[Opening Exercise materials section]

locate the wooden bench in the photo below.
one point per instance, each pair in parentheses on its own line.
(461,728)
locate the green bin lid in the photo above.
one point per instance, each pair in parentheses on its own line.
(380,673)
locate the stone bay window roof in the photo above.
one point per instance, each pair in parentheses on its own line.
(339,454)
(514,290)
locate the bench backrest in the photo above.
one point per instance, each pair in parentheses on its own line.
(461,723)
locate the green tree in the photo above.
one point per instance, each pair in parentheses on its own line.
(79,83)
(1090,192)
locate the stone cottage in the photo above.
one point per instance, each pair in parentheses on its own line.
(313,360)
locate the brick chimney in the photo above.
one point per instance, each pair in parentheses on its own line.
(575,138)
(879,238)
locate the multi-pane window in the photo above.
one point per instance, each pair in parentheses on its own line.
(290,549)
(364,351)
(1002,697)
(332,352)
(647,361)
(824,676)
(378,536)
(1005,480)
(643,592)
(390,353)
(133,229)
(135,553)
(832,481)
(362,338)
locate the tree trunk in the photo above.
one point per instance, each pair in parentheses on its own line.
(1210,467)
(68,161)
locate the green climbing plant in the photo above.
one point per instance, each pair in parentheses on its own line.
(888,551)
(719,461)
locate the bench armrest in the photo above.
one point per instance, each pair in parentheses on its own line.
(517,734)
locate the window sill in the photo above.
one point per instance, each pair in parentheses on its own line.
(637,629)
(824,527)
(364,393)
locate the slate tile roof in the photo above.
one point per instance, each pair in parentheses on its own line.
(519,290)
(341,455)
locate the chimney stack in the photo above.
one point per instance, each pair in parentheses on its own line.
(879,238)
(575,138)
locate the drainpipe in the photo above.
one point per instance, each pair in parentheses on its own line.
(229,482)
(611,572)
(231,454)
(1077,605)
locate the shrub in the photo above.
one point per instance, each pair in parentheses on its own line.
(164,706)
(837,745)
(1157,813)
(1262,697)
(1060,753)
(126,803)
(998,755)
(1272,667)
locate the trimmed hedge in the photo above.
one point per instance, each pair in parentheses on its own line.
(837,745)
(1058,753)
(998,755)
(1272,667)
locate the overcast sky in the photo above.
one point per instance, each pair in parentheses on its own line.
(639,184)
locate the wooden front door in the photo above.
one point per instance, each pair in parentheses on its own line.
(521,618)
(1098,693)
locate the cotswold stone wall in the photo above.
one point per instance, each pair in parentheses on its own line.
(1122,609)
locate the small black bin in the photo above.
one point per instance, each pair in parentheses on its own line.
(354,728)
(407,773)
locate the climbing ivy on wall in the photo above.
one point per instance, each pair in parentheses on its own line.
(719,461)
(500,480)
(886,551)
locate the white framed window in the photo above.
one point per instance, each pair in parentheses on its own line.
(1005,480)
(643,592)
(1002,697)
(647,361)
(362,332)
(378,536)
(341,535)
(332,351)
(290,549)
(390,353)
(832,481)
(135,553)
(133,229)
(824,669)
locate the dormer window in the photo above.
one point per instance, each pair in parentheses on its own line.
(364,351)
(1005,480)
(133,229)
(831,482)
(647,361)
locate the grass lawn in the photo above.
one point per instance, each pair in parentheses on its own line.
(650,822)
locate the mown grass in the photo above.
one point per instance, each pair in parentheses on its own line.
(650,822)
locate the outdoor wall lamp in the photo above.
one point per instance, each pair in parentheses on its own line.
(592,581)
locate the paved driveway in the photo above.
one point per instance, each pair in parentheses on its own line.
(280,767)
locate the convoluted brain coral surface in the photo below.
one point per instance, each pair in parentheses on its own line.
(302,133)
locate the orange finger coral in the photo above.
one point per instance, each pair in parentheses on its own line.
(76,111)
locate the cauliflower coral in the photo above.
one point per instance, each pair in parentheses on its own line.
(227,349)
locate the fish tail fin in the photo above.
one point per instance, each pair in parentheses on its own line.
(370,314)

[Closing Exercise materials section]

Nothing in the data above may be skipped; repeat it all exactly.

locate the wooden bench in the photo below.
one point per instance, each pair in parentheses on its own line.
(461,728)
locate the green bin lid in the photo above.
one point per instance, each pair in parentheses on its own line.
(380,673)
locate the stone bay window roof in the photo above.
one point per instance, each pair in parentheses on its own line.
(339,454)
(514,290)
locate the bench backrest in the photo above.
one point per instance, each pair in parentheses on its own line.
(461,723)
locate the green tree in the photo above.
one point per instance, each pair in parentheses on its own line.
(79,83)
(1090,192)
locate the stone cottage in the photo above.
one point per instance, each pair in parentheses on its own line.
(313,360)
locate the brick chimney in the photo above.
one point per instance, each pair in parentheses on its own line.
(575,138)
(879,238)
locate the multi-pane window in the photo above.
one point per instance, each pair in parentheses on its own line.
(290,549)
(364,351)
(1002,697)
(332,352)
(647,361)
(824,676)
(378,536)
(1005,480)
(643,592)
(390,353)
(133,229)
(135,553)
(832,481)
(362,338)
locate the tree trunk in the photo above.
one point per instance, each pair in parentheses on its own line.
(1210,467)
(68,161)
locate the green climbing plant in the photo above.
one point per instance, each pair in parentheses on its own line.
(888,551)
(719,461)
locate the bench armrest in the photo above.
one point per instance, each pair in parentheses on its own line.
(517,734)
locate the window sill in the photo above.
one point per instance, each pair in parentheses on its own line.
(637,629)
(824,527)
(364,393)
locate the slate tile roof in the photo above.
one point per instance, each pair in parentheses on its own line.
(519,290)
(341,455)
locate the chimney stack in the photo above.
one point per instance, each pair in parentheses on its own line.
(879,238)
(575,138)
locate the drainpipe in the photo above.
one point per instance, each pair in parentheses on its own line.
(229,482)
(611,572)
(231,454)
(1077,605)
locate the shrub in the photo above.
one point per instance, each pair in parentheses on its own line.
(164,706)
(837,745)
(1157,813)
(1262,697)
(1060,753)
(126,803)
(998,755)
(1272,667)
locate the trimmed hedge in the photo above.
one point per instance, each pair in parentheses on its own line.
(837,745)
(1058,753)
(998,755)
(1272,667)
locate the overcast sky in the photo above.
one point per instance, each pair in parentheses on its own line.
(639,184)
locate the wooden front door in the photo above.
one point per instance, each pair in parentheses on its own line.
(521,618)
(1098,693)
locate the cotswold stone wall in the photo above.
one point per instance, each pair in parentheses on its own line.
(1122,609)
locate the small black bin in the photo above.
one point per instance, each pair in parentheses on its own line.
(354,728)
(407,773)
locate the climbing ivy on wall in the photo above.
one point per instance, each pair in parentheses on its own line.
(719,461)
(500,480)
(886,551)
locate the white framed window in the photo above.
one point per instance, each pair in parentheses on its own line.
(1005,480)
(643,592)
(1002,697)
(647,361)
(362,332)
(378,536)
(341,535)
(332,351)
(290,549)
(390,353)
(832,481)
(135,553)
(133,229)
(824,669)
locate the dormer window in the photo above.
one point per instance, each pair in parentheses on its own line.
(364,351)
(1005,480)
(133,229)
(831,482)
(647,361)
locate the grass lawn in the photo above.
one point per instance, each pair in parentheses on its own line.
(650,822)
locate the mown grass in the photo above.
one point per instance, each pair in parentheses on its own line.
(650,822)
locate the outdoor wall lamp in the photo above.
one point per instance, each pair in parentheses on its own line.
(592,581)
locate the paved driveway in the photo above.
one point per instance, each pair in parentheses on its own line.
(280,767)
locate the convoluted brain coral surface in the photo below.
one point per instance, each pair in parentheses on its own line.
(302,133)
locate the orange finger coral in the photo above.
one point per instance, each pair in parentheses on its own line.
(76,111)
locate the cauliflower coral in the photo above.
one point per instance, each pair in parentheses on its own line.
(227,349)
locate the fish tail fin in the photo above.
one point per instance, each pair in parentheses on its own line.
(370,314)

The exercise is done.